- Goal of the exercise
Which way of installing the required libraries does the text-reading repository description call the preferred method?

The aim of this repository is to create a program capable of reading a text written in an image. The image contains a photograph of a page of a document which can be taken with a free angle of view (inclination, perspective effect, etc.). It is therefore a question of estimating this angle of view in order to straighten the image so that it seems to be taken from the front. Then, it is necessary to implement a detection of lines, words and then letters in order to reconstitute the entire text.
- matplotlib
- opencv
- numpy
- scipy
- python=3.8
- jupyter
- pytesseract
See more in requirements.txt and environment.yml
- Install Jupyter Notebook by following the instructions from the official Jupyter website.
- Install the required Python libraries by running the following command in the terminal:
pip install -r requirements.txt
or create a virtual env with conda (preferred method)
conda env create -f environment.yml
- Download and install Tesseract OCR from the official Tesseract GitHub repository here.
- Clone or download the repository to your local machine.
- Open the
auto_read.ipynb
file in Jupyter Notebook. - Replace the path to the sample image in the code with the path to your own image.
- Replace the path to the
tesseract.exe
in the code with the path relative to your own installation. - Run the cells in the Jupyter Notebook to see the output.
python auto_read.py [path to your image (.png or .jpg)]
The output will be the extracted text from the document image. The text will be displayed in a readable format and can be used for further processing or analysis.

Image-grounded pointing data
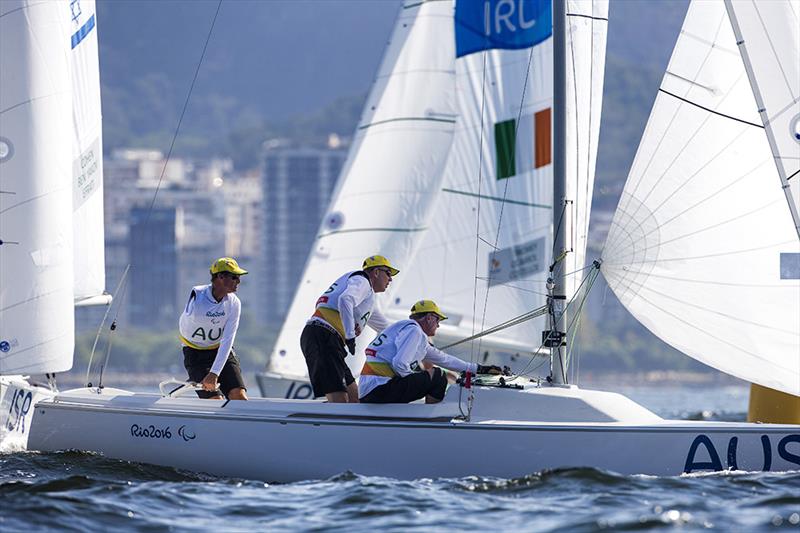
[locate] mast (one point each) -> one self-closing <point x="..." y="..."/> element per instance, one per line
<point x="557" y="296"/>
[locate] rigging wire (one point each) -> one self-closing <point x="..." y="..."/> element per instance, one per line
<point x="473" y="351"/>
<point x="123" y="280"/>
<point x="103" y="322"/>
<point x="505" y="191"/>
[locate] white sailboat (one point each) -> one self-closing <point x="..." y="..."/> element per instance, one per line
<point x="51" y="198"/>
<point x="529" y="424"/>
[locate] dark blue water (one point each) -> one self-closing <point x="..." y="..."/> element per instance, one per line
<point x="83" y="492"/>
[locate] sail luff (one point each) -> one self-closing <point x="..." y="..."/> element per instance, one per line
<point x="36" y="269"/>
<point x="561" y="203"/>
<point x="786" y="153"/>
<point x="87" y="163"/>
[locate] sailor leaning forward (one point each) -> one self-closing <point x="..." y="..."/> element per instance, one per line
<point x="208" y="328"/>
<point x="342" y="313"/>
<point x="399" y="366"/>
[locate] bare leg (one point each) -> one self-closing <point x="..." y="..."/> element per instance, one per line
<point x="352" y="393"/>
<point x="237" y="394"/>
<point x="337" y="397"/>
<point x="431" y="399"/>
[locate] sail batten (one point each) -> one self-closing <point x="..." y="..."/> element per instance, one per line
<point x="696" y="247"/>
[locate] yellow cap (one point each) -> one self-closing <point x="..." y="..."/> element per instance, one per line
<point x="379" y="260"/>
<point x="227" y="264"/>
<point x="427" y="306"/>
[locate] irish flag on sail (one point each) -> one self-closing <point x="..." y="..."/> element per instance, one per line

- Answer to this problem
Creating a virtual environment with conda, using conda env create -f environment.yml.